## Task inputs
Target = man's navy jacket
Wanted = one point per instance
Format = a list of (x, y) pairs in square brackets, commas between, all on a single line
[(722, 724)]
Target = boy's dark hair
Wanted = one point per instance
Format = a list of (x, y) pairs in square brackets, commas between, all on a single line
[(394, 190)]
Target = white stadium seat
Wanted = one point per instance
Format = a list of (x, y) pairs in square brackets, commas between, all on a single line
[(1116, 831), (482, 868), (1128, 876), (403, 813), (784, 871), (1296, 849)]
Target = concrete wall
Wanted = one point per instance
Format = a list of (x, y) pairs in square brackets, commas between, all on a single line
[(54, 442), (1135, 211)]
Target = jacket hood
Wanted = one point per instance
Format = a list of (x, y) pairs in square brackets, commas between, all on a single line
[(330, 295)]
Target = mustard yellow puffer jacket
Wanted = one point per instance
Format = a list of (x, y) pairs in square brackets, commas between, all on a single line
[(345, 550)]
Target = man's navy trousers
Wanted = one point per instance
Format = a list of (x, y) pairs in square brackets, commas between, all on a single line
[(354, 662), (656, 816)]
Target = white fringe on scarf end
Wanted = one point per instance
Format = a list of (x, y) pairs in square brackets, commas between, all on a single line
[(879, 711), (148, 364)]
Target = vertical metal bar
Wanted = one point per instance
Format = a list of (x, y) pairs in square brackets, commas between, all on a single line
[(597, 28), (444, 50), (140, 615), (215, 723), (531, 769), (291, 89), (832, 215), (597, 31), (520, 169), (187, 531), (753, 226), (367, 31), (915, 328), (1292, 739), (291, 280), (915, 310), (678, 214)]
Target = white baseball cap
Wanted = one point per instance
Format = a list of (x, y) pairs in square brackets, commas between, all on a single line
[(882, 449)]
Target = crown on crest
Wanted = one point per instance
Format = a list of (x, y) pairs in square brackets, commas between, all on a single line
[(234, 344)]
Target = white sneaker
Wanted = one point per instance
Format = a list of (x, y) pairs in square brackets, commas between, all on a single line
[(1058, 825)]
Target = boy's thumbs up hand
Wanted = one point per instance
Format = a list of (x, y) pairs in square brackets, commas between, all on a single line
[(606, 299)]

## Task description
Please reproduce the listing between the lines holding "Target = mustard yellow puffer jacket" and "[(879, 711), (148, 364)]", inclusive, shifting every coordinate in the point lists up by 56 and leaving all other lines unchanged.

## Result of the task
Target = mustard yellow puffer jacket
Wanted = one point per instance
Format = a list of (x, y) pairs in square brackets, commas between, all on a single line
[(401, 606)]
Target = man's navy trousers
Wanted = one point per instance
Format = a list of (x, y) pairs in square brackets, commas between, all on a single line
[(410, 718), (712, 872)]
Target = white fringe on scarf end
Wanted = one point per instance
Format = a list of (x, y) pairs in square brackets, commas between, all on a single line
[(935, 767), (204, 420)]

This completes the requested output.